Soal Latihan:
• A. Tulis ulang bagian teks sumber mulai dari "Selama beberapa dekade, mata" dan berakhir pada "serta hambatan politik.", dengan mengganti "dolar AS" menjadi "euro".
• B. Menurut teks sumber, negara mana yang menjadi pembeli terbesar minyak Rusia sejak pelanggan Eropa mundur?
• C. Buatlah ringkasan teks sumber dalam dua kalimat.

Teks Sumber:
+---+

Salah satu jalur perdagangan minyak paling menguntungkan Rusia, sejak diberlakukannya sanksi Barat terkait konflik di Ukraina, menghadapi tantangan besar akibat keterbatasan pembayaran dalam mata uang selain dolar, tanpa solusi jangka pendek yang terlihat.
Selama beberapa dekade, mata uang dolar AS menjadi mata uang perdagangan minyak internasional, dan upaya untuk menemukan alternatif terhalangi oleh isu kesulitan konversi, serta hambatan politik.
Masalah tersebut muncul ke permukaan ketika India bersikeras pada Juli untuk membayar pembelian minyak dari Rusia dalam rupee. New Delhi sendiri merupakan pembeli terbesar minyak Rusia sejak pelanggan Eropa mundur akibat invasi Moskow di Ukraina. Sikap gigih India dalam penggunaan mata uang membuat aktivitas perdagangan hampir berantakan, demikian disampaikan tiga sumber yang akrab dengan masalah tersebut.

+---+

Data yang Diberikan:
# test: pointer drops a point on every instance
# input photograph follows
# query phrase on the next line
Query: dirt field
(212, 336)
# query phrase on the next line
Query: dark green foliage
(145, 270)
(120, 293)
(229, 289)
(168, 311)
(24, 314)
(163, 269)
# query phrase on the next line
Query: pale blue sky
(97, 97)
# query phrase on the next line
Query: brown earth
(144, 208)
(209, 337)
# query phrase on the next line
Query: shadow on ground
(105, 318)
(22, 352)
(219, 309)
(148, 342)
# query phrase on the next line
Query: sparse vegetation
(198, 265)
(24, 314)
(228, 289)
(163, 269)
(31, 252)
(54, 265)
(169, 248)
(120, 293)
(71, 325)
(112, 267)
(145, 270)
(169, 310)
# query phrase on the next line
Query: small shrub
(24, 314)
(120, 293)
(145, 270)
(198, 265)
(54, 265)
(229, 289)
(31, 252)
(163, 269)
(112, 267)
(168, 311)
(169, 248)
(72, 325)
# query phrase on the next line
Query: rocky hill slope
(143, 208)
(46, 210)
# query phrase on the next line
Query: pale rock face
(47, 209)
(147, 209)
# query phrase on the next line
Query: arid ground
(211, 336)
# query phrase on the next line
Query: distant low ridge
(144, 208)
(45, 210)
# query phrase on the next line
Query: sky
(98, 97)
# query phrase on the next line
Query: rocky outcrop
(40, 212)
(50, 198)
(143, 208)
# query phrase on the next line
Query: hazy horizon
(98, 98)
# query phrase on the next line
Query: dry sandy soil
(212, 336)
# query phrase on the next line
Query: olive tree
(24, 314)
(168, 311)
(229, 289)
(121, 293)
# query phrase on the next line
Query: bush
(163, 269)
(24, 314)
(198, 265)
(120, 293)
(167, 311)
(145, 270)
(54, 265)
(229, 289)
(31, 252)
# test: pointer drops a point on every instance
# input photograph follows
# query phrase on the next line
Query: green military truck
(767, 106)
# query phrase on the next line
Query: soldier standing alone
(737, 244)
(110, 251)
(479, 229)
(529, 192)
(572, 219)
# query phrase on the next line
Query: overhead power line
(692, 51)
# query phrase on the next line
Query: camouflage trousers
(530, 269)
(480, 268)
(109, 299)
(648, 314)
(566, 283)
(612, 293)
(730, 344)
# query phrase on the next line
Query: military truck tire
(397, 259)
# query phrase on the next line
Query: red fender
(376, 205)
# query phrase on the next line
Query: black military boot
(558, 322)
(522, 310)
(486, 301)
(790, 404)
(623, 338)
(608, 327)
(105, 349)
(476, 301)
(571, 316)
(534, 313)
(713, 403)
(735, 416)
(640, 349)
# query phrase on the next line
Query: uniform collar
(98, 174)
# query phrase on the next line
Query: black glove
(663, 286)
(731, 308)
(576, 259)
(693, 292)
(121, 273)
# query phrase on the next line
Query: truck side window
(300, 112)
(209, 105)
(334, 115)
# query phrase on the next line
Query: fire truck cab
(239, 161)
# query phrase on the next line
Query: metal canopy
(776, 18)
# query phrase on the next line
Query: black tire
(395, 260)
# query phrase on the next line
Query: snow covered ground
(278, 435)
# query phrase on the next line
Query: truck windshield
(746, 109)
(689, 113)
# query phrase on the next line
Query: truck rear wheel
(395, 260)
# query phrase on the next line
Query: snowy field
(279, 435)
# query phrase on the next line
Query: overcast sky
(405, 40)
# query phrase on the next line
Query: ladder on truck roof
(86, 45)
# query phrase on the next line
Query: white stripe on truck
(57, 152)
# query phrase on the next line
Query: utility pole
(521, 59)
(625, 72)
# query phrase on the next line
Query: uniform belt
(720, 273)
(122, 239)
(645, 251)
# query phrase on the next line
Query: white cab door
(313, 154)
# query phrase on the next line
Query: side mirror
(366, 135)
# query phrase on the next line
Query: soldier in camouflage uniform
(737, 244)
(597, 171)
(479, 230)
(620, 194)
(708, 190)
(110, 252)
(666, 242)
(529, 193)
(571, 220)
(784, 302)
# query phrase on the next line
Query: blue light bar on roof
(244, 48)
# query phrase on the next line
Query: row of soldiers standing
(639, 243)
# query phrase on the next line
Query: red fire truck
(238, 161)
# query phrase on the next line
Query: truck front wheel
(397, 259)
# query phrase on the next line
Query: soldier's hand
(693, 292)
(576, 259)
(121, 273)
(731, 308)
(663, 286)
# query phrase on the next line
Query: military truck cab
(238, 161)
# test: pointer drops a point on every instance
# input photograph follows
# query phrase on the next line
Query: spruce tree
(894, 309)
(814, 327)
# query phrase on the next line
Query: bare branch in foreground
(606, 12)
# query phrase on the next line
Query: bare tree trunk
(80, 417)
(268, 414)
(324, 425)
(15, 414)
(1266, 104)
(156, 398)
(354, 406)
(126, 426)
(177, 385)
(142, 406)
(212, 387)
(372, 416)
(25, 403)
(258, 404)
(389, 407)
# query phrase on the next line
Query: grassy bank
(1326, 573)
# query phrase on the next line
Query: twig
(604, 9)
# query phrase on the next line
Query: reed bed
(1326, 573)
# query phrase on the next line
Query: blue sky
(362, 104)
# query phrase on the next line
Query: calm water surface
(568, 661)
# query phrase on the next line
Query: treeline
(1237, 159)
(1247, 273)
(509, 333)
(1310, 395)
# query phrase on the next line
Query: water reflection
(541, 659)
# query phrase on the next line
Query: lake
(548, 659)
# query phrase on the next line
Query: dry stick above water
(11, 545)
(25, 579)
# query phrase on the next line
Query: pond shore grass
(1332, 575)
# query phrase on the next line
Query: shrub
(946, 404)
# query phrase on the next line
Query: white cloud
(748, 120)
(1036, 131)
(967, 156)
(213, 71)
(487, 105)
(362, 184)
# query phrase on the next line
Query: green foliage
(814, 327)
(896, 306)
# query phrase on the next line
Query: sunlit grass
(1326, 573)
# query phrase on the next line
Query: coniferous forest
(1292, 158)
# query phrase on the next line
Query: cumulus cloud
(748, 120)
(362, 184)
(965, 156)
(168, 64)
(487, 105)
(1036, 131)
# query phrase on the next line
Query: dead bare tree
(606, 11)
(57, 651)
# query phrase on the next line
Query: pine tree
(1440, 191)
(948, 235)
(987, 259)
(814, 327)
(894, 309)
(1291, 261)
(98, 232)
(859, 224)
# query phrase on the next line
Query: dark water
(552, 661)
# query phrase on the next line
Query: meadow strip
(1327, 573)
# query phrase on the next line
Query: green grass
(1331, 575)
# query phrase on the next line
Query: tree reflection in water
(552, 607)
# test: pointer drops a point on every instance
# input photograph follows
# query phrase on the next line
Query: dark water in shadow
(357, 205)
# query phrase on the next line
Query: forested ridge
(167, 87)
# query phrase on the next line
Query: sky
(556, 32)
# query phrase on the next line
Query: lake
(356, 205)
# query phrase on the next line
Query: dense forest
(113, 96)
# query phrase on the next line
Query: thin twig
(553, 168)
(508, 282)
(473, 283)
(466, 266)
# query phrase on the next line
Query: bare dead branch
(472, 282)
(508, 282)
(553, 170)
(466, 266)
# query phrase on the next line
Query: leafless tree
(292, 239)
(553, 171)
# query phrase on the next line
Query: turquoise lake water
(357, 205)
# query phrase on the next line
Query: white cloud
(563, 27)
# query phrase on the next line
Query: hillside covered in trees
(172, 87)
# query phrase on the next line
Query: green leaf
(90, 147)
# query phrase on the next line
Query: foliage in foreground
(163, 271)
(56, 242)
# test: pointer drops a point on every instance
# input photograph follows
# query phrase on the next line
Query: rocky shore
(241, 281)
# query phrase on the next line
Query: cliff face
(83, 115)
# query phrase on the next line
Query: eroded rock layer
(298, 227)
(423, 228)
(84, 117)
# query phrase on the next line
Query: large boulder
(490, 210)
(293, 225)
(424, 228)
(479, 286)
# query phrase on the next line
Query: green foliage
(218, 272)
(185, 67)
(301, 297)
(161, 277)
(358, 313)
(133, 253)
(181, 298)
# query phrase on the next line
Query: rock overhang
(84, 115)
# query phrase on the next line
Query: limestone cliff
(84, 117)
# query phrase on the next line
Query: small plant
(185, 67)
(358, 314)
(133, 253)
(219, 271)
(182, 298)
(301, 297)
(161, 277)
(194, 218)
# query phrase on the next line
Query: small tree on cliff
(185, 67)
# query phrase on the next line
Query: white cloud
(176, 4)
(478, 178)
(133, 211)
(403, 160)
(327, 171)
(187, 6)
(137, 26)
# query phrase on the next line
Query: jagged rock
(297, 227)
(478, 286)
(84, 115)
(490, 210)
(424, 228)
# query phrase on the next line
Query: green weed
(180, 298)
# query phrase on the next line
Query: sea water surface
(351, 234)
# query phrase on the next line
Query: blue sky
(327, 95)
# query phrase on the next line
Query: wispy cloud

+---+

Jawaban Tertulis:
• A.
Selama beberapa dekade, mata uang euro menjadi mata uang perdagangan minyak internasional, dan upaya untuk menemukan alternatif terhalangi oleh isu kesulitan konversi, serta hambatan politik.

• B. India.

• C. Sejak sanksi Barat terkait konflik di Ukraina diberlakukan, salah satu jalur perdagangan minyak paling menguntungkan Rusia menghadapi tantangan besar karena terbatasnya pembayaran dalam mata uang selain dolar, yang selama beberapa dekade menjadi mata uang perdagangan minyak internasional. Masalah ini muncul ketika India, pembeli terbesar minyak Rusia, bersikeras pada Juli untuk membayar dalam rupee sehingga perdagangan hampir berantakan.